■ Exercise brief
Could you arrange every one of the records below into a numbered list, leaving out any blank lines?

________

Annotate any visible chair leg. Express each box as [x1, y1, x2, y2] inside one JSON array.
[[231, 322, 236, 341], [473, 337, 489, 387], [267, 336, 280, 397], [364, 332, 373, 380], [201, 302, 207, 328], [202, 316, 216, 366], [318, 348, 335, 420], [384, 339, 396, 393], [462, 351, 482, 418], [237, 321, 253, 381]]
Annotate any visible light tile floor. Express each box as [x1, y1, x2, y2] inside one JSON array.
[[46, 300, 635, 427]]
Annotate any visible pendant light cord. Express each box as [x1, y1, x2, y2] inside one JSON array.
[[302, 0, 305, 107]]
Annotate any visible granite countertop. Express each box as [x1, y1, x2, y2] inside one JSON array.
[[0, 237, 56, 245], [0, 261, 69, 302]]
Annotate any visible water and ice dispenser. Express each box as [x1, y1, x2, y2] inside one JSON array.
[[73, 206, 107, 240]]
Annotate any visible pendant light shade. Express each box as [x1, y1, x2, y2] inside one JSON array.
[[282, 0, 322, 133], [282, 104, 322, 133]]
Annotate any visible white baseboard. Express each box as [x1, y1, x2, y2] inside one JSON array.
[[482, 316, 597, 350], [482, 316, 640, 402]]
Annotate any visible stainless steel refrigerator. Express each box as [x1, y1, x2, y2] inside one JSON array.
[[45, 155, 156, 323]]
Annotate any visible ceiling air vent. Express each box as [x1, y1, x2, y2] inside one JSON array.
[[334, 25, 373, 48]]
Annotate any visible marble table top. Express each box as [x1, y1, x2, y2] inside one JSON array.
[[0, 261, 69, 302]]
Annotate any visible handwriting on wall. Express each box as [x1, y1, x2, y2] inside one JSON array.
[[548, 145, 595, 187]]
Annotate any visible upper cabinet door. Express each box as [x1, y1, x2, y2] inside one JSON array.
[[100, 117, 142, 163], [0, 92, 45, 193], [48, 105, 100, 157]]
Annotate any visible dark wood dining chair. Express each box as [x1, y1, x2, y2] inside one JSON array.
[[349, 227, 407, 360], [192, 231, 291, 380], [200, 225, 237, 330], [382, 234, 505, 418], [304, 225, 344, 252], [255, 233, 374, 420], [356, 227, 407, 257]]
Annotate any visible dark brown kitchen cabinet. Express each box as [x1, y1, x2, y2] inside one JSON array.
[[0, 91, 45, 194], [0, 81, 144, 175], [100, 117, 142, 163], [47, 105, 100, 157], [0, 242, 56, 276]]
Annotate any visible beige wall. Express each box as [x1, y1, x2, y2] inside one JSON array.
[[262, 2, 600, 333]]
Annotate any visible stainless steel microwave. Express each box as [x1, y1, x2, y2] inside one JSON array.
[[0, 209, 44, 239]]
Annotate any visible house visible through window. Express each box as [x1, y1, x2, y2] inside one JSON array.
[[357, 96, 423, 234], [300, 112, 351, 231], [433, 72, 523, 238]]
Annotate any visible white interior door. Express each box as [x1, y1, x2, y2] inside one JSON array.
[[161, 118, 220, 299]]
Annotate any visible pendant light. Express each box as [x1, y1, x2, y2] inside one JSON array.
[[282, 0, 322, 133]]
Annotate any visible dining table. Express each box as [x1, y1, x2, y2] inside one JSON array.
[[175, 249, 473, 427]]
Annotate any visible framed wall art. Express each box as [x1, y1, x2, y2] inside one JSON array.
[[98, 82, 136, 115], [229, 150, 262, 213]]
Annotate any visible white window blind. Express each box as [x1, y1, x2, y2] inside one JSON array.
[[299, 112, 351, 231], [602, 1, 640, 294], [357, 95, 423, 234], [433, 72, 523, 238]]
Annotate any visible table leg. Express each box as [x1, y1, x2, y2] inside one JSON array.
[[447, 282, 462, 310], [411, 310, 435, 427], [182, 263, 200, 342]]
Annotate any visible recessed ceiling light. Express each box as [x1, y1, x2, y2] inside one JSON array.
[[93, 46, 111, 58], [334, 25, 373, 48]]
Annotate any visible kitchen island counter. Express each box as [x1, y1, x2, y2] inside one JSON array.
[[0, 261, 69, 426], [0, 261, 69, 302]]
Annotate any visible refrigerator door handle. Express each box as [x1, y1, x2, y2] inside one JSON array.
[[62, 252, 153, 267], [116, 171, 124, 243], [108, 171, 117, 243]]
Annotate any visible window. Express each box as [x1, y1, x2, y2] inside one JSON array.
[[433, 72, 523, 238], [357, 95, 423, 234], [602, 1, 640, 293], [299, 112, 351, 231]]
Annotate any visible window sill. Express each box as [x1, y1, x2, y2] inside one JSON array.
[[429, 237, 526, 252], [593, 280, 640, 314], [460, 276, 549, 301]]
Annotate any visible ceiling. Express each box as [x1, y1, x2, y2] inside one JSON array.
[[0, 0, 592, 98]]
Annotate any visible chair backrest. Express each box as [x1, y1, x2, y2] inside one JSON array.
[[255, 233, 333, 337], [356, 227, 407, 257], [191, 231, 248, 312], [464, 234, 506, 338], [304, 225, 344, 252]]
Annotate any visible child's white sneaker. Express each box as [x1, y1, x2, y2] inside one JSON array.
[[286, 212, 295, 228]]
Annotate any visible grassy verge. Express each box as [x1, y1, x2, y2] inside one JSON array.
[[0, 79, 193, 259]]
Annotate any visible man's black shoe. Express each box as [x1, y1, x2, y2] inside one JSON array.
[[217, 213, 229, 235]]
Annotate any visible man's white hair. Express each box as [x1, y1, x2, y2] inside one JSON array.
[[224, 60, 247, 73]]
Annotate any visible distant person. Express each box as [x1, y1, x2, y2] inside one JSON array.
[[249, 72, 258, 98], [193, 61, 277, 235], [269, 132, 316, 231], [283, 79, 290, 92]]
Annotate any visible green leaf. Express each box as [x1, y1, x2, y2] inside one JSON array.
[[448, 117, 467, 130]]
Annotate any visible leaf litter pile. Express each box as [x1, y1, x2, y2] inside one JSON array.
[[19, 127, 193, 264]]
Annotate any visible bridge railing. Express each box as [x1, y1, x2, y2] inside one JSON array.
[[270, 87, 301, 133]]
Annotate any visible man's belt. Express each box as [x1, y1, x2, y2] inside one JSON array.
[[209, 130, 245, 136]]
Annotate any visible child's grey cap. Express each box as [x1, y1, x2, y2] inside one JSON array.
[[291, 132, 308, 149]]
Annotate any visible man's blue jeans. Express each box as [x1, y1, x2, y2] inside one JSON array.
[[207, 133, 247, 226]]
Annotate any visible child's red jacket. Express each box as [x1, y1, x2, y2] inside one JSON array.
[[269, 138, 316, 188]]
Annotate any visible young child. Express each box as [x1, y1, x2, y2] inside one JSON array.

________

■ Output
1. Annotate any visible chair leg. Express each box as [x1, y1, x2, y2] inside one JSON array.
2. [[231, 322, 236, 341], [473, 337, 489, 387], [267, 336, 280, 397], [364, 332, 373, 380], [201, 302, 207, 328], [202, 316, 216, 366], [318, 348, 335, 420], [384, 339, 396, 393], [462, 351, 482, 418], [237, 321, 253, 381]]
3. Annotate any visible light tile floor. Express each box as [x1, y1, x2, y2] inside one JSON array.
4. [[46, 300, 635, 427]]
5. Annotate any visible pendant light cord. Express each box as [x1, y1, x2, y2] inside one JSON array.
6. [[302, 0, 305, 107]]
7. Annotate any visible granite countertop. Express each box as [x1, y1, x2, y2] inside one JSON array.
8. [[0, 237, 56, 245], [0, 261, 69, 302]]
9. Annotate any visible water and ice dispenser. Express each box as [x1, y1, x2, y2] inside one JSON array.
10. [[73, 206, 107, 240]]
11. Annotate any visible pendant light shade. Express each box as [x1, y1, x2, y2] inside one JSON array.
12. [[282, 0, 322, 133], [282, 104, 322, 133]]
13. Annotate any visible white baseboard. Express each box as [x1, y1, x2, y2] inside one JSON array.
14. [[482, 316, 597, 350], [482, 316, 640, 402]]
15. Annotate any visible stainless steel refrigerator. Express each box as [x1, y1, x2, y2] inside one JSON array.
16. [[45, 155, 156, 323]]
17. Annotate any visible ceiling air vent. Express each box as [x1, y1, x2, y2] inside one JSON array.
18. [[334, 25, 373, 48]]
19. Annotate any visible marble table top. Express each box as [x1, y1, x2, y2] inside one JSON array.
20. [[0, 261, 69, 302]]
21. Annotate any visible handwriting on wall. Express each box as [x1, y1, x2, y2] inside one JSON array.
22. [[548, 145, 595, 187]]
23. Annotate any visible upper cabinet door. Express each box as [x1, y1, x2, y2] inside one JSON array.
24. [[100, 117, 142, 163], [0, 92, 45, 193], [48, 105, 100, 157]]
25. Annotate any visible dark wood dining chair. Express each box as [x1, y1, x2, y2] inside one JSON array.
26. [[349, 227, 407, 360], [192, 231, 291, 380], [200, 225, 237, 330], [382, 234, 505, 418], [304, 225, 344, 252], [255, 233, 374, 420], [356, 227, 407, 257]]
27. Annotate any visible dark brown kitchen cabinet. Express each box as [x1, y1, x2, y2] inside one JSON array.
28. [[0, 91, 45, 194], [0, 81, 144, 175], [100, 117, 142, 163], [47, 105, 100, 157], [0, 242, 56, 276]]
29. Annotate any visible beige wall. Express each box as [x1, y1, x2, y2] inside one JSON array.
30. [[262, 2, 600, 333]]
31. Annotate any visible stainless steel microwave. Express each box as [x1, y1, x2, y2] inside one JSON array.
32. [[0, 209, 44, 239]]
33. Annotate any visible house visible through window. Express each box as [x1, y1, x2, y2] inside one JSON array.
34. [[357, 96, 423, 234], [300, 112, 351, 231], [433, 72, 523, 238]]
35. Annotate any visible white interior door. Express each box as [x1, y1, x2, y2] inside one JSON array.
36. [[161, 118, 220, 299]]
37. Annotate any visible pendant light. Express each box as [x1, y1, x2, y2] inside one JSON array.
38. [[282, 0, 322, 133]]
39. Annotate any visible dining table. Express each box as [x1, y1, x2, y2] inside one JSON array.
40. [[175, 249, 473, 427]]
41. Annotate any visible framed wall art. Express each box as [x1, y1, x2, y2] inside one JSON array.
42. [[98, 82, 136, 115], [229, 150, 262, 213]]
43. Annotate any visible white window blind. Express each box as [x1, y1, x2, y2] inside one JSON array.
44. [[299, 112, 351, 231], [602, 1, 640, 294], [357, 95, 423, 234], [433, 72, 523, 238]]
45. Annotate any visible table leg. Express each box as [x1, y1, x2, y2] inside one JSON array.
46. [[447, 282, 462, 310], [411, 310, 435, 427], [182, 263, 200, 342]]
47. Annotate any visible recessed ceiling light. Express each box as [x1, y1, x2, y2] inside one JSON array.
48. [[93, 46, 111, 58], [334, 25, 373, 48]]
49. Annotate any visible kitchen island counter. Express each box as [x1, y1, x2, y2] inside one JSON array.
50. [[0, 261, 69, 426], [0, 261, 69, 302]]
51. Annotate any visible refrigerator door handle. Express each box as [x1, y1, x2, y2] inside one JSON array.
52. [[62, 252, 153, 267], [116, 171, 124, 243], [108, 171, 117, 243]]
53. Annotate any visible window. Express each box as [x1, y1, x2, y2] inside one JSON array.
54. [[433, 72, 523, 238], [357, 95, 423, 234], [602, 1, 640, 293], [299, 112, 351, 231]]
55. Annotate any visible window sill. Express each box as [x1, y1, x2, y2] inside one JSON array.
56. [[429, 237, 526, 252], [593, 280, 640, 314], [460, 276, 549, 301]]
57. Annotate any visible ceiling. Express each box as [x1, y1, x2, y2] inside one JSON array.
58. [[0, 0, 592, 98]]
59. Annotate any visible chair backrest. Express each box as [x1, y1, x2, y2] inside one JSON array.
60. [[255, 233, 333, 337], [356, 227, 407, 257], [191, 231, 248, 312], [464, 234, 506, 338], [304, 225, 344, 252]]
61. Annotate any visible child's white sneaker. Express each box as [x1, y1, x2, y2] inside one JSON array.
62. [[286, 212, 295, 228]]
63. Annotate any visible grassy verge. Express each box as [x1, y1, x2, y2] inside one JSON array.
64. [[0, 79, 193, 259]]
65. Annotate any visible man's black shoe. Express each box as [x1, y1, x2, y2] inside one JSON array.
66. [[217, 213, 229, 235]]
67. Annotate any visible man's white hair. Express each box as [x1, y1, x2, y2] inside one JSON array.
68. [[224, 60, 247, 73]]
69. Annotate any visible distant person. Express each box as [x1, y1, x2, y2] inside one JSON array.
70. [[249, 72, 258, 98], [193, 61, 277, 235], [269, 132, 316, 231], [283, 79, 290, 92]]
71. Annotate any visible green leaf. Express each box as [x1, y1, x2, y2] inside one JSON array.
72. [[448, 117, 467, 130]]
73. Annotate any visible leaf litter pile. Express each box as [x1, y1, x2, y2] inside one JSON array.
74. [[19, 127, 193, 264]]
75. Annotate any visible bridge railing. Express each box as [x1, y1, x2, y2] inside one JSON array.
76. [[270, 87, 301, 133]]
77. Annotate any visible man's belt. Express each box as [x1, y1, x2, y2] inside one JSON array.
78. [[209, 130, 245, 136]]
79. Annotate any visible child's grey cap. Express each box as [x1, y1, x2, y2] inside one JSON array.
80. [[291, 132, 308, 149]]
81. Annotate any visible man's blue jeans. Express each box as [x1, y1, x2, y2] inside one JSON array.
82. [[207, 133, 247, 226]]
83. Annotate any visible child's red jacket. Express each box as [x1, y1, x2, y2] inside one JSON array.
84. [[269, 138, 316, 188]]
85. Annotate any visible young child. Express each box as [x1, y1, x2, y2] inside one JSON array.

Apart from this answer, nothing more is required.